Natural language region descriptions
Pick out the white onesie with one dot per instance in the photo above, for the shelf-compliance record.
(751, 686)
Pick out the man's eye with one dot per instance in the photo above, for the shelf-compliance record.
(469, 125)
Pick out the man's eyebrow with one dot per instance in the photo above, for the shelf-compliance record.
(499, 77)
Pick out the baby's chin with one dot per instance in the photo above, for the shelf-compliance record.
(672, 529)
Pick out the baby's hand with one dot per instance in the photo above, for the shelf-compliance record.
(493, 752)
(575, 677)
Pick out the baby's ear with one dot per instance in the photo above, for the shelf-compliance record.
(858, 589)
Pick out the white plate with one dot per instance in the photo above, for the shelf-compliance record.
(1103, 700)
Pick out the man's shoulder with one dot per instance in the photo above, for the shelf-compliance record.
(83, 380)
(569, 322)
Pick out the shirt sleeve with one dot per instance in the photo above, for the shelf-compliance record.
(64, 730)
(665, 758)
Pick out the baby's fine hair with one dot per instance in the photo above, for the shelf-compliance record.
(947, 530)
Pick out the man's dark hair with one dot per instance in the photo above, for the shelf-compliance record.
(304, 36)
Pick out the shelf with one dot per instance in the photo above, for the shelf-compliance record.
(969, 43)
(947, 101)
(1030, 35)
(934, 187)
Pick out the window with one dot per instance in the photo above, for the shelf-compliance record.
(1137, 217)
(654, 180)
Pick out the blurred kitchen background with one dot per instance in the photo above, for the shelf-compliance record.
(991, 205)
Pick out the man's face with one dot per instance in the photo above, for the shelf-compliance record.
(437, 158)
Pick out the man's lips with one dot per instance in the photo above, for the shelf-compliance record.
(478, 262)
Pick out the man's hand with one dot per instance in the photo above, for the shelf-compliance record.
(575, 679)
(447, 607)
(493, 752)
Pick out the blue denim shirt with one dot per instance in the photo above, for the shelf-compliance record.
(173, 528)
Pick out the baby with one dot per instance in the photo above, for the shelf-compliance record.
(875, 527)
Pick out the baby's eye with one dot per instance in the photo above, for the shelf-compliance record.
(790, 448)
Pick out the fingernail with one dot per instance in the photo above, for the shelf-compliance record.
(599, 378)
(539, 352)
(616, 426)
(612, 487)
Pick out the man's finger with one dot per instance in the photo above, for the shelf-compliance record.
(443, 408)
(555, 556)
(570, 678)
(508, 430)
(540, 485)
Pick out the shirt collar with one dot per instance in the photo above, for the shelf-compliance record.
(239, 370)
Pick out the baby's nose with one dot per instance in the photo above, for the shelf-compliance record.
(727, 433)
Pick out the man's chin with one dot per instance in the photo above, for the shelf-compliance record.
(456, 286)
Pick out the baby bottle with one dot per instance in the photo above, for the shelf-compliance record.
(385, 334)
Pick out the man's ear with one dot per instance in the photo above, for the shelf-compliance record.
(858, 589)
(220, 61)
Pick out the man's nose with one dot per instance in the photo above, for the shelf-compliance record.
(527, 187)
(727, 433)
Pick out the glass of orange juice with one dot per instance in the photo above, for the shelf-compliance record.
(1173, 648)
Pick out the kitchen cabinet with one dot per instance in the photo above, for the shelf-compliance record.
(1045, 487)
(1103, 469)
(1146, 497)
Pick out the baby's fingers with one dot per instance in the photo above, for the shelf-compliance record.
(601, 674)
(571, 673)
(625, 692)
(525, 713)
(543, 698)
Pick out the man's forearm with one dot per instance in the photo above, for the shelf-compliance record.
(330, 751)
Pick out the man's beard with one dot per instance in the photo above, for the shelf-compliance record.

# Instructions for the task
Please repeat the data above verbatim, all of it.

# Output of the task
Pick out the white onesie with one dot per instance in the photo above, for the shelf-compliance record.
(751, 686)
Pick out the man's eye with one dot per instance in the photo above, for the shelf-compliance record.
(469, 125)
Pick out the man's eyebrow with one dot per instance in the photo above, for the shelf-compliance record.
(499, 77)
Pick out the baby's chin with one dot per instance in the photo above, for the shelf-compliance record.
(672, 529)
Pick out the baby's hand with one dot per instance in the photo above, for the shelf-compliance record.
(493, 752)
(575, 677)
Pick out the baby's ear with one dot per instance in the photo above, for the shelf-compliance record.
(858, 589)
Pick out the white plate with one dot per instance in the photo above, for the shelf-compliance record.
(1103, 700)
Pick out the man's shoulder with one dot per instance in the photo above, for the shelf-compliance record.
(83, 380)
(569, 322)
Pick out the shirt sleeve with one dot per instance in the photo above, for the shelf-compliance record.
(64, 730)
(665, 758)
Pick out the baby's fine hair with one dot per instance in the photo above, for the shelf-compliance record.
(947, 530)
Pick out the man's dark hair with one dot per instance in the photo above, for the shelf-compliance record.
(304, 36)
Pick out the shelf with one dot per instance in the photo above, for the shelf-compliance record.
(969, 43)
(947, 101)
(1030, 35)
(934, 187)
Pick out the window with one dot per instance in the photo above, for the shelf-compliance record.
(1137, 217)
(654, 180)
Pick out the blurred kitchen background with one dot per instance in the photo above, for the shelf-compliance record.
(991, 205)
Pick out the man's face with one dot per instance in the photo above, for the shelf-compliance record.
(437, 158)
Pick out the man's lips with one dot per instance in the photo above, for the shelf-compliance record.
(478, 262)
Pick out the man's hand with one dot per instance in the photo above, for the shelf-compliance record.
(575, 679)
(447, 607)
(493, 752)
Pick out the blue denim shirt with one dot per instance in the photo above, for the shelf-compliance record.
(173, 528)
Pick out the baby with one dot per instance in the photo above, for the shelf-compliance record.
(875, 527)
Pick out the baby's eye with one dot per instance in the photo above, for the shelf-compliance record.
(790, 448)
Pick out the fingernail with one dot per instance in the photo above, for the shelf-compliance record.
(599, 378)
(539, 352)
(616, 426)
(612, 487)
Pick out the man's finger with one dot per instance in the photo above, for the shelf-compliance record.
(443, 408)
(555, 556)
(570, 678)
(508, 430)
(540, 485)
Pick out the shirt collar with one dot per instance in the photo above, for the shelf-compliance record.
(239, 370)
Pick out the baby's nose with one dot per instance in the photo above, for the shelf-compliance record.
(727, 433)
Pick out the man's chin with one dot per instance in the photo above, for the shelf-compliance record.
(456, 286)
Pick out the baby bottle with one dot per instance in the photo above, for the shelf-compliance record.
(385, 334)
Pick out the man's ear with one dot per instance in the photo above, for the shelf-compliance record.
(858, 589)
(220, 61)
Pick out the man's nose with one dot per instance in the photo above, for the shelf-compliance record.
(527, 187)
(727, 433)
Pick out the glass of orange juice with one dot per instance in the photo above, for the shelf-compliance record.
(1173, 648)
Pick out the kitchen cabinet with one dot per instance in the photo above, for the shelf-compliance record.
(1045, 487)
(1103, 469)
(1146, 497)
Pick out the baby's fingers with one dot per instance in the photo above, for the shelf-compliance record.
(601, 674)
(571, 673)
(625, 692)
(525, 713)
(543, 698)
Pick out the man's forearm with one dot per instance in the photo above, for the shelf-compliance record.
(330, 751)
Pick out the man's beard with one dot per instance in the photo above, for the shelf-compliance record.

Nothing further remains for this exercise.